Text:
= Beginning of Section =

I’m the first to tell you that living in a sorority house teaches you a lot more than how to get stains out of a garment you borrowed with assumed permission or how to jimmy a locked kitchen door. It teaches you how to live and work with people every day without killing them. Two full years of living in Kappa probably helped ease the unexpected transition to life back at home in a house full of women. Blood-related women. Like I said, there are a lot of similarities.
But there are differences.
With one gene-stealer about to leave for college and the other poised at the brink of high school, we sometimes have some trouble relating to one another. Annie, the soon-to-be college freshman, is completely spastic and almost always in the middle of some type of crisis. She’s so hard to get a hold of that I compare her to the spawn that would result if a lightning bolt and a mirage were to reproduce. If I blink, I might miss her.
I remember feeling the exact same way she does about all the exact same things — the intensity of those first relationships, the fear in knowing your friends will drift and the desperate needing of but resentment toward your family.
But no amount of telling her you’ve been through it and seen the other side will calm her when she’s in a tizzy or right her when she’s capsized in a pool of funk. Still, despite the sometimes-distance, I can’t wait to do her makeup for prom on Saturday and help her shop for shoes. She’s totally brilliant, but the girl has questionable taste in footwear.

= End of Section =

Exercise set:
[1] According to the essay about living at home with sisters, how long did the writer live in Kappa?
[2] Continue the essay about living at home with sisters from the point where it stops.

Excerpts from a dataset:
= Beginning of Section =

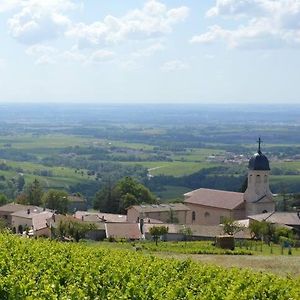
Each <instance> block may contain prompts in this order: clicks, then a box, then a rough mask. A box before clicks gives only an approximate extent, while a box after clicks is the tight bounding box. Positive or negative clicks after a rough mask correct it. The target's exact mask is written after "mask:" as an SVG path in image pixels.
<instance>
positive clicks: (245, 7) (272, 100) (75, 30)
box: [0, 0, 300, 104]
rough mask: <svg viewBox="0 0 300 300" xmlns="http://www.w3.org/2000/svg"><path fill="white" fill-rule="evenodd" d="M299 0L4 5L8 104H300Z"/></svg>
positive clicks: (32, 2)
mask: <svg viewBox="0 0 300 300" xmlns="http://www.w3.org/2000/svg"><path fill="white" fill-rule="evenodd" d="M299 49H300V0H180V1H179V0H148V1H141V0H126V1H125V0H109V1H107V0H86V1H79V0H0V102H2V103H13V102H35V103H49V102H55V103H73V102H74V103H99V104H101V103H124V104H126V103H199V104H203V103H204V104H210V103H212V104H213V103H222V104H227V103H228V104H232V103H239V104H253V103H254V104H256V103H258V104H259V103H263V104H285V103H299V101H300V51H299Z"/></svg>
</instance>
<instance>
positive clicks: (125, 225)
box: [105, 223, 142, 240]
mask: <svg viewBox="0 0 300 300" xmlns="http://www.w3.org/2000/svg"><path fill="white" fill-rule="evenodd" d="M105 231H106V237H107V238H114V239H126V240H139V239H141V238H142V233H141V231H140V224H138V223H105Z"/></svg>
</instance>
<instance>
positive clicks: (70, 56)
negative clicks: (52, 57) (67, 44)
mask: <svg viewBox="0 0 300 300" xmlns="http://www.w3.org/2000/svg"><path fill="white" fill-rule="evenodd" d="M60 58H62V59H63V60H64V61H76V62H81V63H85V62H86V61H87V57H86V55H84V54H82V53H79V52H78V51H76V50H73V49H72V50H70V51H65V52H63V53H62V54H61V55H60Z"/></svg>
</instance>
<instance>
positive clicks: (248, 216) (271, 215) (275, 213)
mask: <svg viewBox="0 0 300 300" xmlns="http://www.w3.org/2000/svg"><path fill="white" fill-rule="evenodd" d="M248 218H249V221H250V223H251V221H259V222H262V221H266V222H270V223H272V224H277V225H286V226H289V227H291V228H294V230H295V231H296V232H297V233H298V234H299V235H300V214H299V212H271V213H264V214H258V215H252V216H248Z"/></svg>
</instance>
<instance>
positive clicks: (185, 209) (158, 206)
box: [127, 203, 190, 213]
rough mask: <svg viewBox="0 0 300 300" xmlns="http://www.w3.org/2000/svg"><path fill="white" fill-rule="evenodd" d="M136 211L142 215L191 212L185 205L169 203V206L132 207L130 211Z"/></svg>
mask: <svg viewBox="0 0 300 300" xmlns="http://www.w3.org/2000/svg"><path fill="white" fill-rule="evenodd" d="M131 208H133V209H135V210H137V211H138V212H140V213H147V212H162V211H170V210H173V211H188V210H190V209H189V208H188V207H187V206H186V205H184V204H183V203H168V204H145V205H143V204H142V205H132V206H130V207H129V208H127V210H128V209H131Z"/></svg>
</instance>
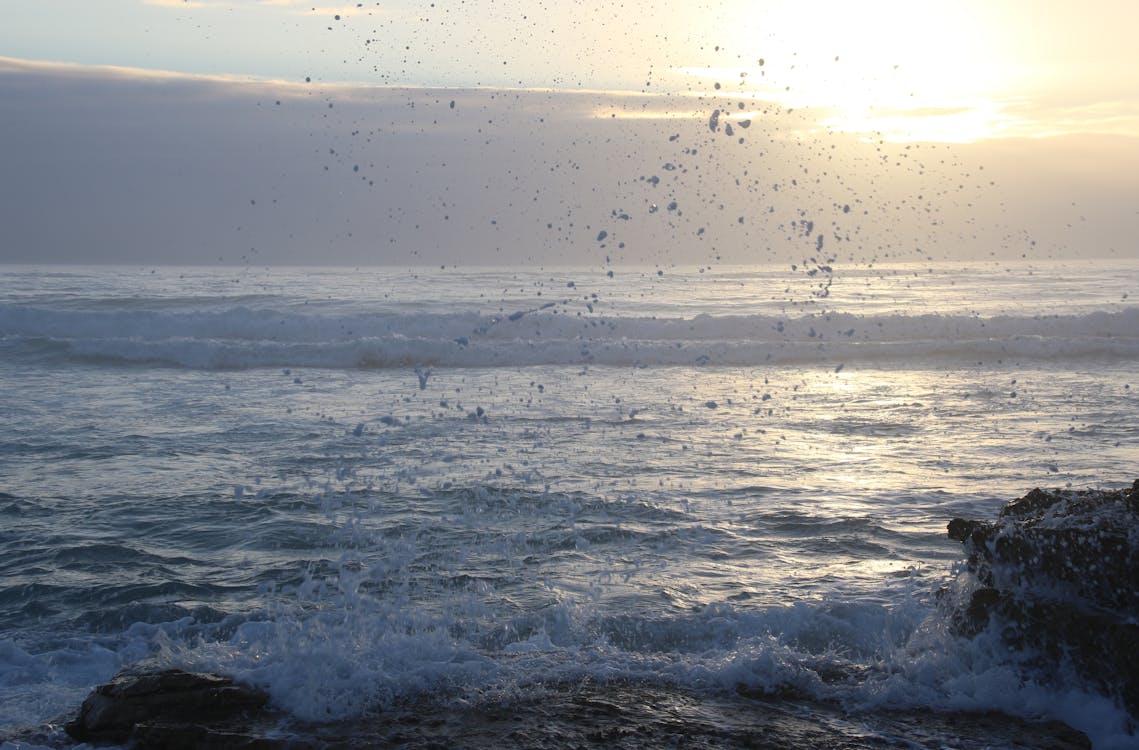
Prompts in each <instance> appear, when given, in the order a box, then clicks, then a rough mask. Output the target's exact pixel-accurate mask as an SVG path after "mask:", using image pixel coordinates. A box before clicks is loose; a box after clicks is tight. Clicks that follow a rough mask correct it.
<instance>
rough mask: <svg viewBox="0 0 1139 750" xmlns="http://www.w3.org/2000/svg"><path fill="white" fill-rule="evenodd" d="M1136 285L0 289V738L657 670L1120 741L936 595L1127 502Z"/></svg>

= End of Section =

Answers below:
[1] Two full years.

[2]
Grace, the eighth grader who has sent shockwaves through the family by opting to leave our legacied preparatory school for public education, is an old soul. She’s introverted and might be even be called shy — a total anomaly in a family of yellers. (If you met us all at once for the first time, you might think we shared an amphetamine problem.)
Despite having nearly 10 years between us and completely divergent sources of stress, I find her an incredibly resourceful sounding board. And my dating books about dealing with asshole men have ended up being full of surprisingly pertinent advice for interacting with junior-high females.
The only parallel that I think we’re really missing out on is weekly chapter meetings. I can only imagine what might ensue if one of the four of us (you have to include mom) were given a gavel, or the turn things might take if we had “name that family member” and called each other out on our more dubious behavior.
We might steer clear of official family meetings, but we do have the occasional organized dance party and what amounts to a community bathroom.
Our Heights house is a long ways from Theta chapter, but it’s not far off.